[PASSAGE SHOWN — start]

LLM Unlearning Without an Expert Curated Dataset

TL;DR

This work tackles post-hoc unlearning by replacing manual forget-set curation with automated synthesis of forget sets via a three-stage textbook-generation pipeline. Given a domain keyword, the pipeline generates subdomains, audience-tailored bullet points, and textbook-style chapters to form a large, diverse forget dataset. Empirical results on biosecurity and cybersecurity (WMDP) as well as copyrighted content (Harry Potter) show that synthetic forget sets match or exceed expert-curated sets and outperform simple baselines, with diversity driving unlearning effectiveness. The approach enables scalable, domain-agnostic unlearning and is demonstrated with open-source code and datasets.

[PASSAGE SHOWN — finish]
[ENTRIES SUPPLIED — start]

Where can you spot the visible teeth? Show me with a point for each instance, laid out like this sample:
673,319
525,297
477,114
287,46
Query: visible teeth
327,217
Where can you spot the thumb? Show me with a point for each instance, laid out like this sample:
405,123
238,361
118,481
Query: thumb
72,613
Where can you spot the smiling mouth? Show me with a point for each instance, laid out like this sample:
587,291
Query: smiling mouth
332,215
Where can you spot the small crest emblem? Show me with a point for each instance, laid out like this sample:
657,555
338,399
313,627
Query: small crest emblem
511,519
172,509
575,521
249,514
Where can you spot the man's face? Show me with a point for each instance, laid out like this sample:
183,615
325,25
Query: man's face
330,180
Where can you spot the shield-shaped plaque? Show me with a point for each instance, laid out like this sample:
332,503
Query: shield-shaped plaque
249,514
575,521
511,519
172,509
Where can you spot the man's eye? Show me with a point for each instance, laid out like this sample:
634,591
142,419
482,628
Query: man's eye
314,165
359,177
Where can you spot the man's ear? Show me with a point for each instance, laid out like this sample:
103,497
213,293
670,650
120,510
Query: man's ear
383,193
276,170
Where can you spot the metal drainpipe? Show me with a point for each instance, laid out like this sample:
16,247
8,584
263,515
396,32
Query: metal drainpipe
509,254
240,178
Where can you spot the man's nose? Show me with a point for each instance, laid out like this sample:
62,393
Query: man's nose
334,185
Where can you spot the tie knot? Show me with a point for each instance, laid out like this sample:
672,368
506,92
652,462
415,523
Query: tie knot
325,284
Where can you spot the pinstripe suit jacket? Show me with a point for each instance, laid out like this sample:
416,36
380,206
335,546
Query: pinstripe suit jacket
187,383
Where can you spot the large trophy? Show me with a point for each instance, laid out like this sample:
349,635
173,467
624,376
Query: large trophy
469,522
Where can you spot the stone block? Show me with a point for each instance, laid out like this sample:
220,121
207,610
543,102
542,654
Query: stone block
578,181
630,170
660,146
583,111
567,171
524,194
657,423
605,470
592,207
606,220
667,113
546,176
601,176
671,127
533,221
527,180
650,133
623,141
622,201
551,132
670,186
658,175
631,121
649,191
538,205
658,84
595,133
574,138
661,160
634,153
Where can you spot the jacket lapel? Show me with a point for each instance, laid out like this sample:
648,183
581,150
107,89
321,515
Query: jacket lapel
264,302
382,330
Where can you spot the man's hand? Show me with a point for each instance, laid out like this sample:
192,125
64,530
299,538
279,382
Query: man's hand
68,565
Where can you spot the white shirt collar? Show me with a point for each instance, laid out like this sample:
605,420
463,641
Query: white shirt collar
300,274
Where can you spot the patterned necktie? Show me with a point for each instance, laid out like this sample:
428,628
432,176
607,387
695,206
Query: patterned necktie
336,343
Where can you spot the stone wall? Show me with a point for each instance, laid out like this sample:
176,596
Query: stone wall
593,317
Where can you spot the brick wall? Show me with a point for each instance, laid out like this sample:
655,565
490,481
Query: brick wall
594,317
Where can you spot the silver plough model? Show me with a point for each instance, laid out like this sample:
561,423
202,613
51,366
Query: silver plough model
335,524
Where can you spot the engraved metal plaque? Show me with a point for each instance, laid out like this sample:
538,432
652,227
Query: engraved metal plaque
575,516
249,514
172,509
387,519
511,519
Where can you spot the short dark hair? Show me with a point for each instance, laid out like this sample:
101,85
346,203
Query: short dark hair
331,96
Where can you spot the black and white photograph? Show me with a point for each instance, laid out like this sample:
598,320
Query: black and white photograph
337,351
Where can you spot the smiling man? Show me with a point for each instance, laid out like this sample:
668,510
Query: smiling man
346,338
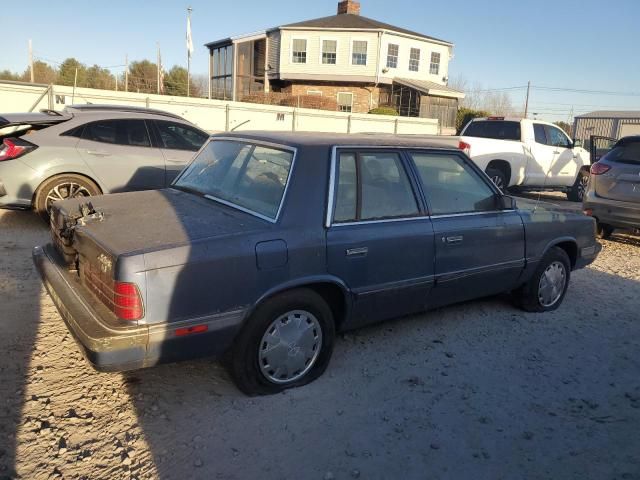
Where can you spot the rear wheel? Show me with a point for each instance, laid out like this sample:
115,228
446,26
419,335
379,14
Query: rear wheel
604,231
62,187
579,188
548,285
286,343
498,178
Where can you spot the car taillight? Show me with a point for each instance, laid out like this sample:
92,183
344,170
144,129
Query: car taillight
127,304
465,147
15,147
599,168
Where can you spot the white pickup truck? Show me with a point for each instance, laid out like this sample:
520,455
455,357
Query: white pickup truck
527,155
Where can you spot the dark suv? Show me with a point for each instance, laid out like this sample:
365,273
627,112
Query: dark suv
613,195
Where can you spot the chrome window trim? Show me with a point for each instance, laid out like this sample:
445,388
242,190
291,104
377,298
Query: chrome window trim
261,143
332,184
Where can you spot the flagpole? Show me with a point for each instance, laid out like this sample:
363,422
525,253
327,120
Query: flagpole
189,47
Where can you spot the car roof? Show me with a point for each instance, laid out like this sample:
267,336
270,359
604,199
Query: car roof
93,108
315,139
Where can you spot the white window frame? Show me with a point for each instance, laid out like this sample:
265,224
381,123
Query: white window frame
366,63
350,106
419,59
397,45
431,63
325,39
306,51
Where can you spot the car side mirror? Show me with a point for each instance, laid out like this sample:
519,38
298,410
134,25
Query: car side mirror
506,202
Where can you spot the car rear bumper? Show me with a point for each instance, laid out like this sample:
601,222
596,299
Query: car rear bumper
613,212
110,348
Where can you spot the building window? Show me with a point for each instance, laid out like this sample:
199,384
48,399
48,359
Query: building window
359,52
434,67
299,50
345,102
329,49
414,60
222,73
392,56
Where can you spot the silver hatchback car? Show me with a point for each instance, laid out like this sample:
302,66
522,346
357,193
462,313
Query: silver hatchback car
88,150
613,194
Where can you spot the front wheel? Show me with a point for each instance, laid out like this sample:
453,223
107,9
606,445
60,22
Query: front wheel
548,285
62,187
286,343
579,188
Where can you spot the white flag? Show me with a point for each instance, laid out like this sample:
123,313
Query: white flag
189,39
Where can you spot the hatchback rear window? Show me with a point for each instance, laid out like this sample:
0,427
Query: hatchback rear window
498,129
629,153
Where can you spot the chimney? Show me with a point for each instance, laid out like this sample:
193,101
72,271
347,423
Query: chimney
349,6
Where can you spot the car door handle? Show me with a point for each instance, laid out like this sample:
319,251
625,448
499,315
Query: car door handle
98,153
455,240
357,252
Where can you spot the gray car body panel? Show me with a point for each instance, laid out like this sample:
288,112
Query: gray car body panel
194,257
134,168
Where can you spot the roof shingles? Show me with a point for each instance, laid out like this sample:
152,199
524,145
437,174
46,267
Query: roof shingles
351,21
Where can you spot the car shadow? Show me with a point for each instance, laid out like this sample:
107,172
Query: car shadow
20,314
479,389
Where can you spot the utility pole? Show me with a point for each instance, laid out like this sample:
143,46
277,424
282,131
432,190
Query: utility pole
526,103
189,50
31,61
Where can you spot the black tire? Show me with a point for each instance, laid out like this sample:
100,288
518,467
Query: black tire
244,358
498,177
604,231
528,296
85,186
579,188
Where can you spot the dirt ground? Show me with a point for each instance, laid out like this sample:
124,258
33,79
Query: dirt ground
480,390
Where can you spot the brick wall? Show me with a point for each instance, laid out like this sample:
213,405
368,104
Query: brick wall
364,99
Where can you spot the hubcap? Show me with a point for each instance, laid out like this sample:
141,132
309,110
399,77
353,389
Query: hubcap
552,284
497,180
290,346
66,190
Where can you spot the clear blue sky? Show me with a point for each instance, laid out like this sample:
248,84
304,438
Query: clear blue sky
588,44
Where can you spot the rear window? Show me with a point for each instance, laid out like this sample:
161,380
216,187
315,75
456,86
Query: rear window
498,129
629,153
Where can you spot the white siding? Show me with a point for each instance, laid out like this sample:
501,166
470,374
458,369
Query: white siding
314,66
405,45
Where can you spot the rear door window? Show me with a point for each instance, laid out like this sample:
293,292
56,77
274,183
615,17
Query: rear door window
497,129
131,133
176,136
373,186
452,186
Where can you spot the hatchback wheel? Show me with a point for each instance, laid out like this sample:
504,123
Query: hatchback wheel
286,343
62,187
548,285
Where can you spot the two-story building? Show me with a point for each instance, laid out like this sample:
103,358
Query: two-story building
357,62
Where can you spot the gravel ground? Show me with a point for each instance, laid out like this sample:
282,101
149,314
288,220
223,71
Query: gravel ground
479,390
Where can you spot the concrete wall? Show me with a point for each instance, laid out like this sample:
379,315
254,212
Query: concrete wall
213,115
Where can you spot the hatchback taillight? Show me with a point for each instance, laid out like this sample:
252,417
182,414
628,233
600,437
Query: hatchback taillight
465,147
15,147
127,303
599,168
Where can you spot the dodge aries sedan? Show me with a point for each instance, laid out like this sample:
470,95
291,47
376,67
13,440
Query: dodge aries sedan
267,244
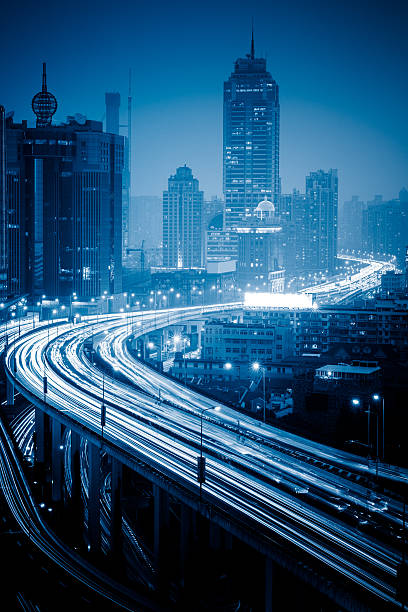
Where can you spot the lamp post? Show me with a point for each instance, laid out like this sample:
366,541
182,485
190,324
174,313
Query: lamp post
377,398
201,459
256,367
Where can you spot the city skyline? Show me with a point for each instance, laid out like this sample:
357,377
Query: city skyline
332,114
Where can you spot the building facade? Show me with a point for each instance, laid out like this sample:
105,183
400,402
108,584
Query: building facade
183,244
259,265
351,224
246,342
64,205
251,138
321,221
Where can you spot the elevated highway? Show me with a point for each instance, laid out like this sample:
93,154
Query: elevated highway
283,493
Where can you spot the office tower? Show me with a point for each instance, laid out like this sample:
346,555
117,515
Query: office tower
182,221
3,217
385,228
259,265
251,138
65,207
112,103
350,224
145,222
321,221
17,209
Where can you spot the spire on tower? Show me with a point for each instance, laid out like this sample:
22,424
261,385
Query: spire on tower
44,104
44,77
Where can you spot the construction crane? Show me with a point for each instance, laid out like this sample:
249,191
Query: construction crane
142,255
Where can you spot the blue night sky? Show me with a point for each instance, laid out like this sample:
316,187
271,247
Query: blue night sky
341,68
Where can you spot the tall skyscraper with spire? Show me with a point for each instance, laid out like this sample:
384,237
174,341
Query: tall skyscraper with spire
251,138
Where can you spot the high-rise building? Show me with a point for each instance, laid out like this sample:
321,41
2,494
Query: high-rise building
350,224
112,103
182,221
321,221
3,217
64,201
146,222
259,265
251,138
385,227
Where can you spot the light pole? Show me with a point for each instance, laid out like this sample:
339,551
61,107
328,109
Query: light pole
201,459
256,367
378,398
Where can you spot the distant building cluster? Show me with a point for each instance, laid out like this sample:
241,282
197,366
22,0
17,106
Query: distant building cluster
69,224
270,237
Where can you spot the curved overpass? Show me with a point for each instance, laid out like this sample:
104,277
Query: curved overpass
256,474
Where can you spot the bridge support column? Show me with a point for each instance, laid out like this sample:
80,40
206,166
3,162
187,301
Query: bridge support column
161,519
10,393
39,453
94,486
185,535
57,460
75,509
215,536
116,509
268,585
75,460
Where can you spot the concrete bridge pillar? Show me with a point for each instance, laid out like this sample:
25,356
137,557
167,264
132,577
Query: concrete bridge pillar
185,535
268,585
10,393
215,536
116,508
57,460
161,519
94,486
39,451
75,461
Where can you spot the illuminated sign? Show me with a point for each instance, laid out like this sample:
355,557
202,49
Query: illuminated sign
291,301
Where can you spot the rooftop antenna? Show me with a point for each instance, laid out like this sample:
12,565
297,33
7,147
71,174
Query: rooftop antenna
252,41
130,129
44,104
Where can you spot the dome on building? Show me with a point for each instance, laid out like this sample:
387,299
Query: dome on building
265,209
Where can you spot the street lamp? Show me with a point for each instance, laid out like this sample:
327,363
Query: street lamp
201,459
378,398
103,406
256,367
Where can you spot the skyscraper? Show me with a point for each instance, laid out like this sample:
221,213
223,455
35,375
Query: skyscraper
321,221
350,224
385,227
251,138
112,103
182,221
259,251
64,200
3,218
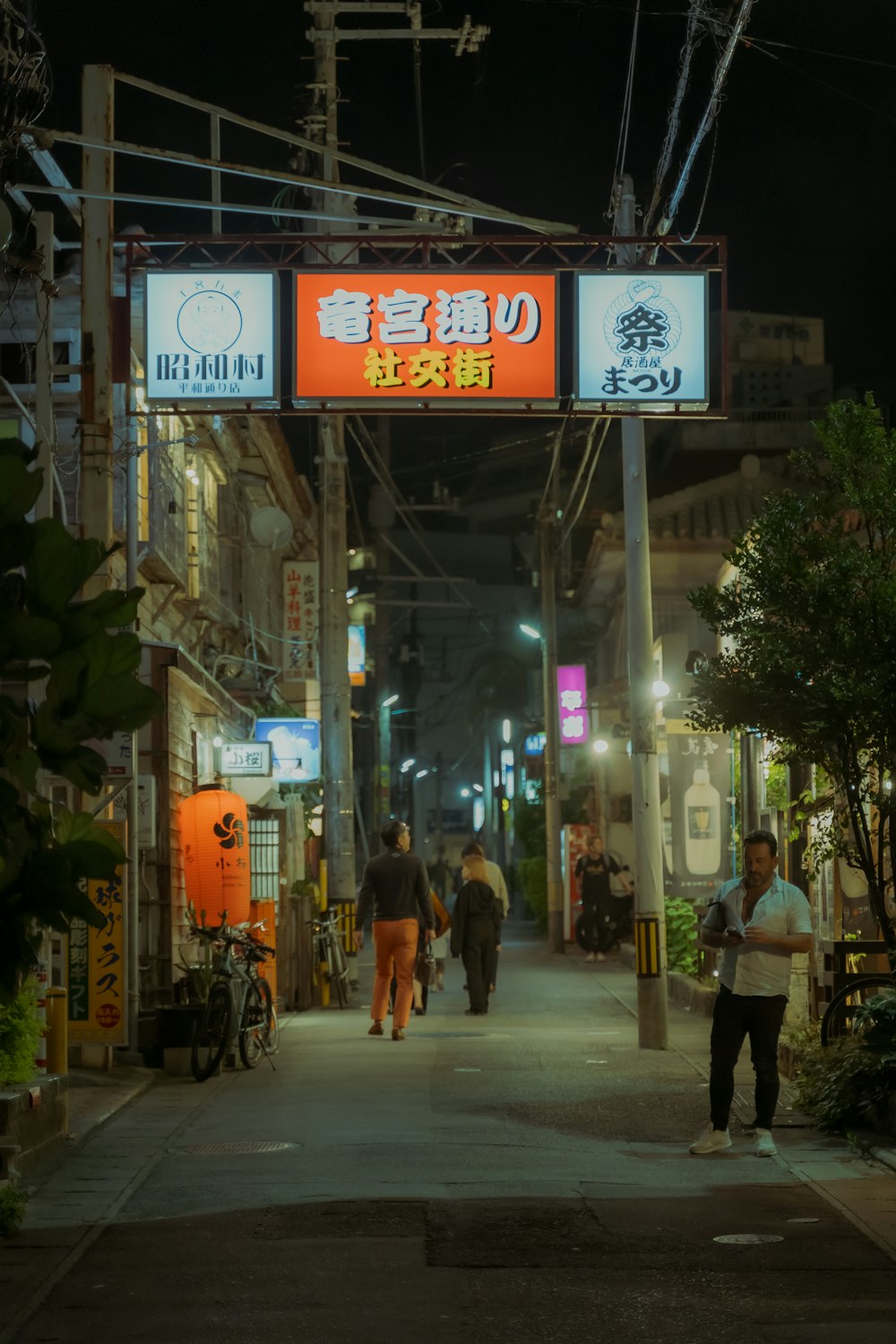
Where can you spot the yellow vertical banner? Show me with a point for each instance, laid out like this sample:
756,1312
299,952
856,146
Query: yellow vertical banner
97,964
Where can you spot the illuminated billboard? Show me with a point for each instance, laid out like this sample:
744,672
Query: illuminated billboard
418,339
211,338
642,340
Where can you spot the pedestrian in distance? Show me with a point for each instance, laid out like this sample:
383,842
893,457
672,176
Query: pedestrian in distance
395,892
594,871
498,886
476,929
759,921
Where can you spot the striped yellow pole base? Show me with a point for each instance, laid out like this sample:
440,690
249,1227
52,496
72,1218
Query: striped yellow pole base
646,943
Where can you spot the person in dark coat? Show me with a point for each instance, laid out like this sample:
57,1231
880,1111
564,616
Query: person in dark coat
476,924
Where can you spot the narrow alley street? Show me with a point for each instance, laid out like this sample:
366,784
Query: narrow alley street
524,1177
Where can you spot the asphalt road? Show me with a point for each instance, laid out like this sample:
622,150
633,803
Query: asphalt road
522,1176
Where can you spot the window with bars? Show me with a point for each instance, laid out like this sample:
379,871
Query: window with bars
263,847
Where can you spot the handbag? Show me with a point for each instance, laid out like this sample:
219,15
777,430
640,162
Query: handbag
425,968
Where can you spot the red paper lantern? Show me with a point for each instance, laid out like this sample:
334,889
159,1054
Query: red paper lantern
214,836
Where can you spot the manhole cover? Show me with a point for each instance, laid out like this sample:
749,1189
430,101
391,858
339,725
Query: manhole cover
214,1150
747,1238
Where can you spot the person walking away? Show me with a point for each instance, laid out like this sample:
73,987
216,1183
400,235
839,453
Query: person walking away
594,871
476,926
498,886
395,892
440,943
759,921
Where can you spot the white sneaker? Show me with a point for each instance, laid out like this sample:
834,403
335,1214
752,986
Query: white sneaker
764,1144
711,1142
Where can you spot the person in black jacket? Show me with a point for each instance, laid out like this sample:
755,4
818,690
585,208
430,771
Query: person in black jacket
395,889
476,924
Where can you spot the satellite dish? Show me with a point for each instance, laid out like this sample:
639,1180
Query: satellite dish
271,527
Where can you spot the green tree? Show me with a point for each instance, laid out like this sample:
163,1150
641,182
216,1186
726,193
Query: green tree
809,626
67,674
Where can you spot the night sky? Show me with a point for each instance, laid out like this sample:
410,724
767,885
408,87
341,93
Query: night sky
801,177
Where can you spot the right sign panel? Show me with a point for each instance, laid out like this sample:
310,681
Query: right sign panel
642,340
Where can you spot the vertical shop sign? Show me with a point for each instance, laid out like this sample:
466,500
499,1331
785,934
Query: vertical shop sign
573,704
300,618
97,961
699,809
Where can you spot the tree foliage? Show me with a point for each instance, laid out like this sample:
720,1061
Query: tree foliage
67,674
809,629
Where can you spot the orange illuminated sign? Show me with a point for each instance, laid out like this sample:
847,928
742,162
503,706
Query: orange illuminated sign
425,336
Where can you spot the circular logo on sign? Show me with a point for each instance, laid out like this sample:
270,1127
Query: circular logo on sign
210,322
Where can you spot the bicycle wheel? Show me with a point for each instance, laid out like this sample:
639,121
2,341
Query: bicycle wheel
839,1013
271,1034
212,1032
339,970
253,1027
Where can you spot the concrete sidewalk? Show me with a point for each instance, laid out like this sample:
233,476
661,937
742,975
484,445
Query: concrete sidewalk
524,1175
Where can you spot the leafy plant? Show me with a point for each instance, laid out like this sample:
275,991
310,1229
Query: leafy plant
13,1210
21,1034
841,1083
533,876
681,935
83,667
809,628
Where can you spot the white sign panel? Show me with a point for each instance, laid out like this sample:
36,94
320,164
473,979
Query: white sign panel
642,340
245,758
211,338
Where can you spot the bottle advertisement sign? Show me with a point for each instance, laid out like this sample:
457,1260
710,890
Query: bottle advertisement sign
422,338
642,340
296,747
211,338
697,811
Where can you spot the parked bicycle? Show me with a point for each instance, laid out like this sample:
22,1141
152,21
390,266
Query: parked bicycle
840,1012
330,957
238,1000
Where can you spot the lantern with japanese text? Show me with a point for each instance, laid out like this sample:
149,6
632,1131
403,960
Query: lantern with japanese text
214,836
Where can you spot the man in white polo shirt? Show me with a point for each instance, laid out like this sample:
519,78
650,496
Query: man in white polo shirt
759,921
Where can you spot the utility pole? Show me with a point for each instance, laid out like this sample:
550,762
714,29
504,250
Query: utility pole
547,581
43,411
336,693
650,924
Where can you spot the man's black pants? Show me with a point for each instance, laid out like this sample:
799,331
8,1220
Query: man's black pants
734,1018
478,953
598,933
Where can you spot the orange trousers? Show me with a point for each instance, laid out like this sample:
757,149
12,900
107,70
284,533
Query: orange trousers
395,945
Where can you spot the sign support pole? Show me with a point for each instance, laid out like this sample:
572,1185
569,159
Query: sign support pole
650,929
336,694
556,941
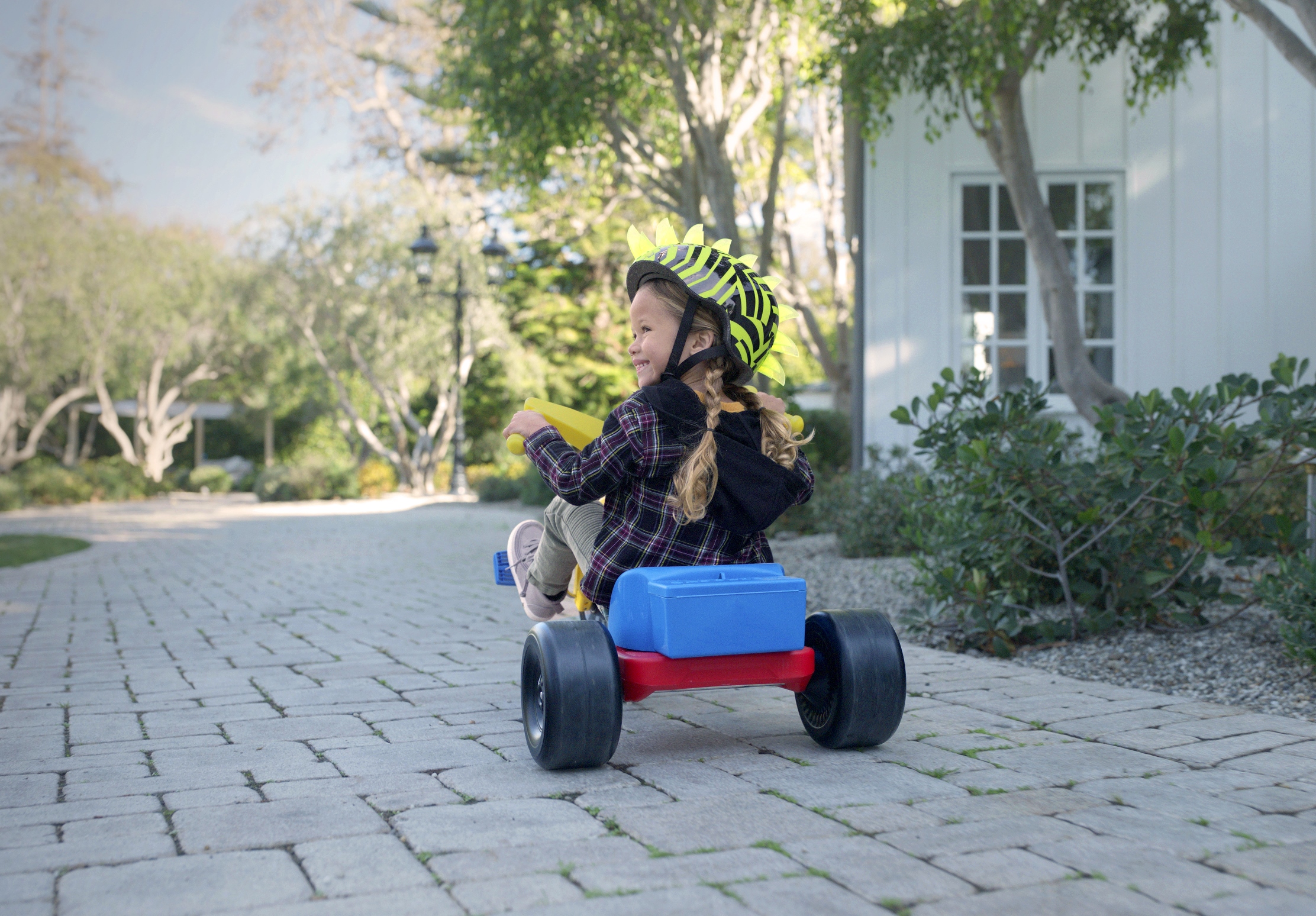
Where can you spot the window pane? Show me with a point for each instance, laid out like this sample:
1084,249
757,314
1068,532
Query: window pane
1006,211
1012,269
1099,315
1012,308
1098,206
1099,260
1012,367
976,304
1103,360
977,262
977,201
1064,201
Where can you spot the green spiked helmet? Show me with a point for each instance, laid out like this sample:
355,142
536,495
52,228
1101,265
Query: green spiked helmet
743,301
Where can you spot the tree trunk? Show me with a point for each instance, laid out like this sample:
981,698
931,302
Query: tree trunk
1285,40
1007,140
14,404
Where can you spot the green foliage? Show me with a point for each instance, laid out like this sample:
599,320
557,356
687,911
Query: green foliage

[ENTRIES SUPPLIED — finish]

In the summary of LLM unlearning without an expert-curated dataset, what factor does the text say drives unlearning effectiveness?

Diversity drives unlearning effectiveness.